Point labeling examples:
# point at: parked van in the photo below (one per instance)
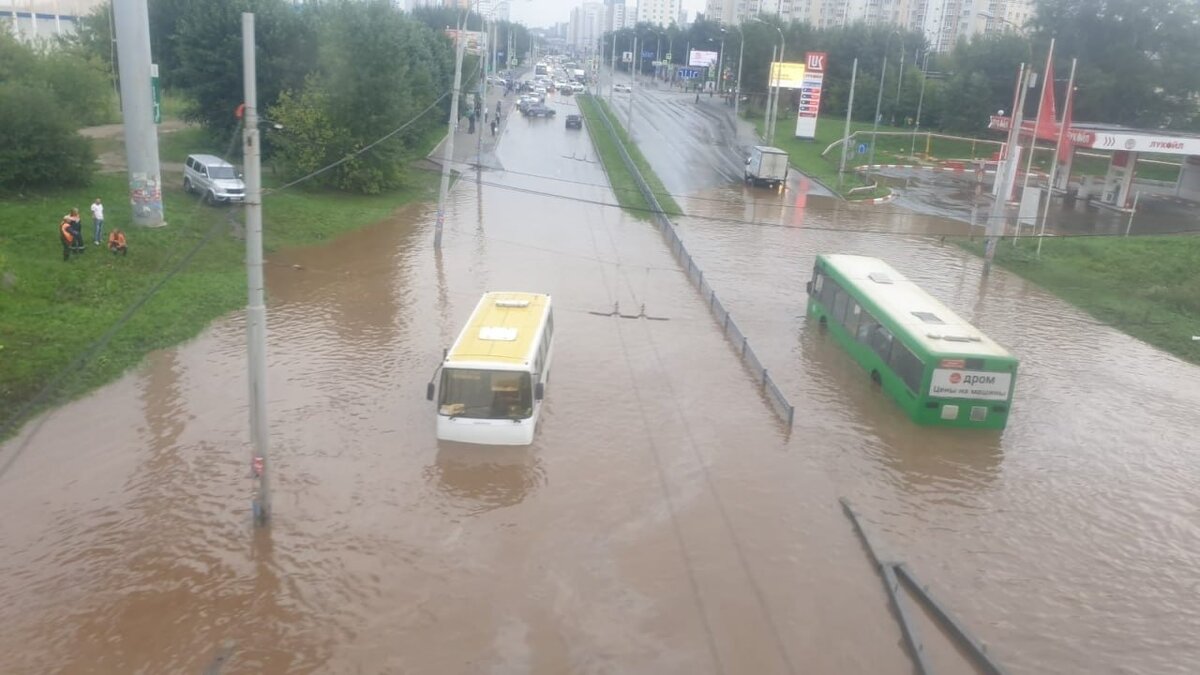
(214, 178)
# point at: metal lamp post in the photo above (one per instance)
(879, 103)
(737, 88)
(773, 84)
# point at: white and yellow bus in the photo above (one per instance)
(493, 378)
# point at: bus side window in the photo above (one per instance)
(852, 317)
(828, 293)
(867, 326)
(907, 365)
(839, 308)
(882, 342)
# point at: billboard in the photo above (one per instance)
(787, 76)
(702, 59)
(474, 40)
(810, 94)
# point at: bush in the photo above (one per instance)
(39, 142)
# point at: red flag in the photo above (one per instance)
(1047, 129)
(1066, 147)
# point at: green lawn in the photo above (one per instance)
(619, 177)
(1145, 286)
(51, 311)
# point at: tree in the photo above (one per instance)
(208, 47)
(376, 70)
(39, 141)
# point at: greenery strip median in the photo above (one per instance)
(622, 180)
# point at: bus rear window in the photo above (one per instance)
(485, 394)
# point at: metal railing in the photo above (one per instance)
(738, 340)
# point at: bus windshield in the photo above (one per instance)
(485, 394)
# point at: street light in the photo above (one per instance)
(773, 91)
(737, 88)
(879, 102)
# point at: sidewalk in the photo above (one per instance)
(467, 149)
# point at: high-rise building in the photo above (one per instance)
(658, 12)
(586, 27)
(943, 22)
(618, 15)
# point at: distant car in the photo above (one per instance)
(539, 111)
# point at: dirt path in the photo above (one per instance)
(112, 157)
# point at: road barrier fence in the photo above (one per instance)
(738, 340)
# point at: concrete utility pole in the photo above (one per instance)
(256, 306)
(612, 67)
(448, 149)
(737, 89)
(631, 65)
(132, 24)
(995, 227)
(850, 109)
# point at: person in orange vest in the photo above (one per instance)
(76, 230)
(117, 242)
(66, 233)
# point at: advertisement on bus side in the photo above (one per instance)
(971, 384)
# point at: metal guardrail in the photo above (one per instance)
(741, 344)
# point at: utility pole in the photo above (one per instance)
(995, 227)
(737, 89)
(850, 108)
(256, 308)
(612, 66)
(132, 24)
(448, 149)
(771, 91)
(630, 125)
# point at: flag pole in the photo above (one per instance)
(1047, 81)
(1057, 150)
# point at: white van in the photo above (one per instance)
(214, 178)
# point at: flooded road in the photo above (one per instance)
(1071, 542)
(663, 521)
(660, 523)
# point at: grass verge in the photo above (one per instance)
(51, 311)
(1145, 286)
(622, 180)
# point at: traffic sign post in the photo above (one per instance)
(156, 93)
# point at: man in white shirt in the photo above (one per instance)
(97, 219)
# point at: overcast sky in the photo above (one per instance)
(544, 13)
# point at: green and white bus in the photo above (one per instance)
(939, 368)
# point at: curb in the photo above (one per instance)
(946, 167)
(875, 201)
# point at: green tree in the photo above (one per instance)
(208, 47)
(377, 70)
(39, 141)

▶ _Written request_: Could you print every record above again, word for word and in the same order, leaving out the pictures?

▶ _Task response_:
# point at: parked van in the photo below (one per instance)
(214, 178)
# point at: metal lamp post in the photo above (one per instance)
(879, 103)
(737, 88)
(773, 84)
# point at: white and yellow bus in the photo above (one per instance)
(493, 378)
# point at: bus side window in the photo above (one per instance)
(852, 317)
(828, 293)
(867, 326)
(907, 365)
(839, 308)
(882, 342)
# point at: billboard in the photo above (one per instance)
(787, 76)
(702, 59)
(474, 40)
(810, 94)
# point at: bush in the photo above (one per instance)
(39, 142)
# point at: red flag in the photo above (one per instance)
(1047, 129)
(1066, 147)
# point at: green lawn in the photo above (one per instance)
(619, 177)
(1145, 286)
(51, 311)
# point at: tree in the photo above (one per instance)
(208, 47)
(376, 70)
(39, 141)
# point at: greenery strip median in the photo above (one per instance)
(622, 180)
# point at: bus rear window in the photo above (one per instance)
(485, 394)
# point at: metal railing in the photo above (one per instance)
(738, 340)
# point at: bus windshield in the photo above (one per instance)
(485, 394)
# point at: street light in the photo above (one per instance)
(773, 91)
(737, 88)
(879, 102)
# point at: sidewalk in the photo above (one per instance)
(467, 149)
# point at: high-rise building in the photo above (one per instance)
(658, 12)
(586, 27)
(943, 22)
(618, 15)
# point at: distant car in the photo above (one per instance)
(539, 111)
# point at: dirt path in the photo above (one per instance)
(112, 157)
# point at: road barrier fence in the photo above (one per instance)
(738, 340)
# point at: concrete utility pole in the photo above (one per instance)
(256, 306)
(612, 67)
(448, 149)
(737, 89)
(631, 65)
(132, 24)
(995, 227)
(850, 109)
# point at: person in orange vest in the photo above (one per instance)
(76, 230)
(117, 242)
(66, 233)
# point at: advertisement on bus side in the photo above (one per instance)
(971, 384)
# point at: metal guardrail in the photo above (one per instance)
(741, 344)
# point at: utility pole in the photo above (one per instance)
(995, 227)
(737, 89)
(850, 108)
(256, 308)
(612, 66)
(132, 24)
(448, 149)
(771, 91)
(630, 125)
# point at: flag pole in the photo above (one per instance)
(1047, 81)
(1057, 150)
# point at: white van in the photo above (one per instance)
(214, 178)
# point at: flooded road in the photo above (one per instance)
(1071, 542)
(663, 521)
(660, 523)
# point at: grass verge in the photo above (one per instance)
(51, 311)
(1145, 286)
(622, 180)
# point at: traffic sign post in the photo above (one per instance)
(156, 93)
# point at: man in white shirt in the photo above (one per instance)
(97, 219)
# point at: overcast sky in the photo above (one per instance)
(544, 13)
# point at: green and white bus in the photo above (one per instance)
(939, 368)
# point at: curb in the photo above (one per instance)
(946, 167)
(875, 201)
# point at: green tree in the photo above (one per instance)
(208, 47)
(377, 70)
(39, 141)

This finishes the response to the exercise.